Written exercise 1 :: Please reproduce the part of the Niijii Radio article that opens with the words containing "But it doesn't" and closes with "Native Voice One.".
Written exercise 2 :: According to the Niijii Radio article, what FM frequency does the station broadcast on?
Written exercise 3 :: Carry the article about Niijii Radio forward, starting after its final sentence.

[Begin Passage shown]

If you had your radio dial turned to 89.9 FM Thursday morning, this is what you might have heard:
"Good morning, you're listening to KKWE Niijii Radio, and we're coming to you live..."
That was radio personality Ricky Smith, who is also the chief operator for a brand new station broadcasting from Callaway, Minnesota.
Niijii Radio recently hit the airwaves after being only a conversation piece since before 2000.
The brainchild of White Earth activist and writer Winona LaDuke, the station generated enough buzz, excitement and volunteers to become reality.
Its parent organization is the White Earth Land Recovery Project (WELRP), through which it obtained a nearly-$500,000 grant from the Public Telecommunications Facilities Program.
But it doesn't have the slogan "Independent radio for an independent nation" for nothing.
"Nobody owns it but the community," said Niijii's Program Station Manager Betsy McDougall, who says the station is a product of a grassroots effort. "The station has it own board and is its own entity."
Aside from McDougall, who works for WELRP, 100 percent of the people you'll hear are community volunteers who want nothing more than to see the station take off.
Niijii has become an affiliate to both Pacifica (a public radio group that shares content) and Native Voice One.
"That has a lot of shows like native call-ins, and we just started becoming networked with all of these wonderful people who really offered their time and energy into helping us develop as a radio station," said McDougall.
Because the station is relying on volunteers, there are no particular playlists or genre hammered out -- the music and content are set to be a direct reflection of the community and its volunteers.
"It's not just about being Indian," said McDougall, "it's about the diverse cultural make up of this community. It's not going to be all powwow music -- it's going to be a mix of anybody who wants to come up here and volunteer."

[End Passage shown]
[Begin Excerpted records]

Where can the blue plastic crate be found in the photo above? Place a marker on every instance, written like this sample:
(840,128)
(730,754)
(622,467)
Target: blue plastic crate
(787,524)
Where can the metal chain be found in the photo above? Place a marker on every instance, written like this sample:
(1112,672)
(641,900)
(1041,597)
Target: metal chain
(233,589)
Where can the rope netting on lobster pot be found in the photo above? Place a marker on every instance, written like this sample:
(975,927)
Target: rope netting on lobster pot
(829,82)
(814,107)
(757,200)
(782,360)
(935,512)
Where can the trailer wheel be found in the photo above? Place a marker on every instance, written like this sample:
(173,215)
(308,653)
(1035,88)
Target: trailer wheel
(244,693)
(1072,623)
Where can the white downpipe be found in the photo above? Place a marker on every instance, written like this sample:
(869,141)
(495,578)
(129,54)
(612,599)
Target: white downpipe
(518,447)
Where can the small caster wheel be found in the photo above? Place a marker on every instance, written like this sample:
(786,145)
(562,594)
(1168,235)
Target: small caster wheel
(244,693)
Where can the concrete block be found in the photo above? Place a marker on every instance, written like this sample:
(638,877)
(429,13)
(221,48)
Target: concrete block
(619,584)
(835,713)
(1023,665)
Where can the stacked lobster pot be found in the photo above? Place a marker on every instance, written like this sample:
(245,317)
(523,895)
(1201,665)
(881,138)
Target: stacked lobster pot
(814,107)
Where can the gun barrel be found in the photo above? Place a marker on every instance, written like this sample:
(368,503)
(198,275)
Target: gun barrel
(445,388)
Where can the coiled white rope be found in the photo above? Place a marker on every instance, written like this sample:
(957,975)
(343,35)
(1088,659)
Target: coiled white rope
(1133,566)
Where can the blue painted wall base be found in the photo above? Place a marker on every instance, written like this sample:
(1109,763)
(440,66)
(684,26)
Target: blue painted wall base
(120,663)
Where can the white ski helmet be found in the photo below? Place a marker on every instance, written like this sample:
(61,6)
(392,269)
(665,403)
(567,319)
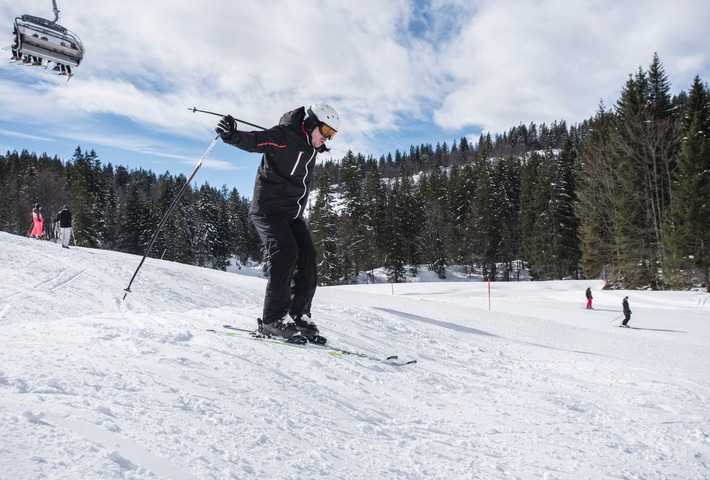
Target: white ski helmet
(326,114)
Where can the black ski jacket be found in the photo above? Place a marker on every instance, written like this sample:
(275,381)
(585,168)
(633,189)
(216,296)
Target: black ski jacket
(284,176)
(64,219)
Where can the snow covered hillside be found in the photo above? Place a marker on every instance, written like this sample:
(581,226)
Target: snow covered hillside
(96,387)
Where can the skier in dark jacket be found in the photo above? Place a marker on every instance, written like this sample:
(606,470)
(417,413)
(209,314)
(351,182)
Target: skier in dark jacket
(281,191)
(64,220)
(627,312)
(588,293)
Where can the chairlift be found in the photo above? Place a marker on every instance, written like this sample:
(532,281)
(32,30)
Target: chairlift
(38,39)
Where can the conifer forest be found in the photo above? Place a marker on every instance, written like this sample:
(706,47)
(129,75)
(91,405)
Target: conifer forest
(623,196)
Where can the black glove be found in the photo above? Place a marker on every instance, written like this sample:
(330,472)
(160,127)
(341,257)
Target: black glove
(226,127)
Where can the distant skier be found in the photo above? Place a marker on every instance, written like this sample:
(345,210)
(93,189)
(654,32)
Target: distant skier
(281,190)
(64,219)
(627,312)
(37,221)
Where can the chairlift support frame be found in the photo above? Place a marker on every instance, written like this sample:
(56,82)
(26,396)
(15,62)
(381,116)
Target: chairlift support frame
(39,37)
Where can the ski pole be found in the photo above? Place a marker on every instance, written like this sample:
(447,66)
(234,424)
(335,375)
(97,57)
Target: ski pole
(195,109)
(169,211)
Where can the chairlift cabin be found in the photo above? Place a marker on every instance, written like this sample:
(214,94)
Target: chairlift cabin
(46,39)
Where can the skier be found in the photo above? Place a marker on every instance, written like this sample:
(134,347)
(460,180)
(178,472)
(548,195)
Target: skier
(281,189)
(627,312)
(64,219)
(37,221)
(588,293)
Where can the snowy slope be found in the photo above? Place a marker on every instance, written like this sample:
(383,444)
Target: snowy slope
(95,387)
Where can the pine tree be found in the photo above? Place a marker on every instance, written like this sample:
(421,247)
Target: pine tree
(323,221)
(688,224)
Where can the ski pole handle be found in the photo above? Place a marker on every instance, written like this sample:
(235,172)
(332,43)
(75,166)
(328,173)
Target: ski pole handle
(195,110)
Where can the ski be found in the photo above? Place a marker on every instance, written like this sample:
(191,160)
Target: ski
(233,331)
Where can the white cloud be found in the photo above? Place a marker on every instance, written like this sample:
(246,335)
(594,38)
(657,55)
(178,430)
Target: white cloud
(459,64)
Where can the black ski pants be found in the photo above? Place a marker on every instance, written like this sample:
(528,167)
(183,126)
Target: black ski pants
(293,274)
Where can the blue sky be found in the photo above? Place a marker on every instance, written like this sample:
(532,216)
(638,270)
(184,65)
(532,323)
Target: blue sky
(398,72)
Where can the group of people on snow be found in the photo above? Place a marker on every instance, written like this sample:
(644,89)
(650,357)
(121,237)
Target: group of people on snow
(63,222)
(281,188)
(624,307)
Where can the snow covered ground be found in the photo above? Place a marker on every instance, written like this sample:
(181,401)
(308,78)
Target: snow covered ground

[End Excerpted records]

Reply 1 ::
But it doesn't have the slogan "Independent radio for an independent nation" for nothing.
"Nobody owns it but the community," said Niijii's Program Station Manager Betsy McDougall, who says the station is a product of a grassroots effort. "The station has it own board and is its own entity."
Aside from McDougall, who works for WELRP, 100 percent of the people you'll hear are community volunteers who want nothing more than to see the station take off.
Niijii has become an affiliate to both Pacifica (a public radio group that shares content) and Native Voice One.

Reply 2 :: 89.9 FM

Reply 3 ::
Smith is one of those volunteers who has already put in significant hours to get the radio station up and running.
"Right now I've been doing some pre-recorded stuff and then just plugging in the weather, some local news; I did the Callaway traffic report the other day," he laughed, "I just looked out the window and was like, 'We had a wide-load semi come through...'"
Fellow radio enthusiast Joe Dan Rousu, who has been dubbed the production director, has spent the past couple of years in Thief River Falls working as a radio announcer doing weather, news and sports.
"When they finally got FCC clearance to do this, I moved back here," said Rousu, "and now I'm making my living off the land chopping wood, because I'm a volunteer -- that's how passionate I am about this."
In fact, the entire two- studio facility, located on the upper level of the old elementary school, has also been put together by volunteers and the donations they've been able to solicit.
"This is my green room," Smith said looking around the production studio, which is literally painted green, "I brought the paint from my basement, Linda got the windows, Betsy got the door ... the ownership is right here. The people whose heart is here and the people who are investing time into it."
That ownership is set to expand, though, as Friday roughly 25 other volunteers gathered at the station to begin training -- whether it be for on-air work or behind the scenes.
Linda Buckanaga-St. Clair is studying under McDougall how to do underwriting for the station, which is how funds will be raised in place of advertising.
Niijii Radio has an FCC license for commercial- free public broadcasting, so advertisers can't purchase airtime -- they can only donate money for a mention on the radio.
"It's public radio, so we're soliciting people just like you'd see on public TV," said Smith, "We're going to have to raise funds and ask for donations whether it's uncle Larry and Grandpa Jerry gave us $15 and they're going to underwrite this hour of powwow music for you!"
McDougall says having a native-based radio station isn't just about broadcasting their cultural voice, but it's about archiving history for the tribe.
"You have obituaries; you have anniversaries, celebrations and events that we can go and record and play them. We can have elders telling stories from long, long ago."
McDougall says they hope to use the airwaves to help with communication and education for tribal members and the serious issues they face.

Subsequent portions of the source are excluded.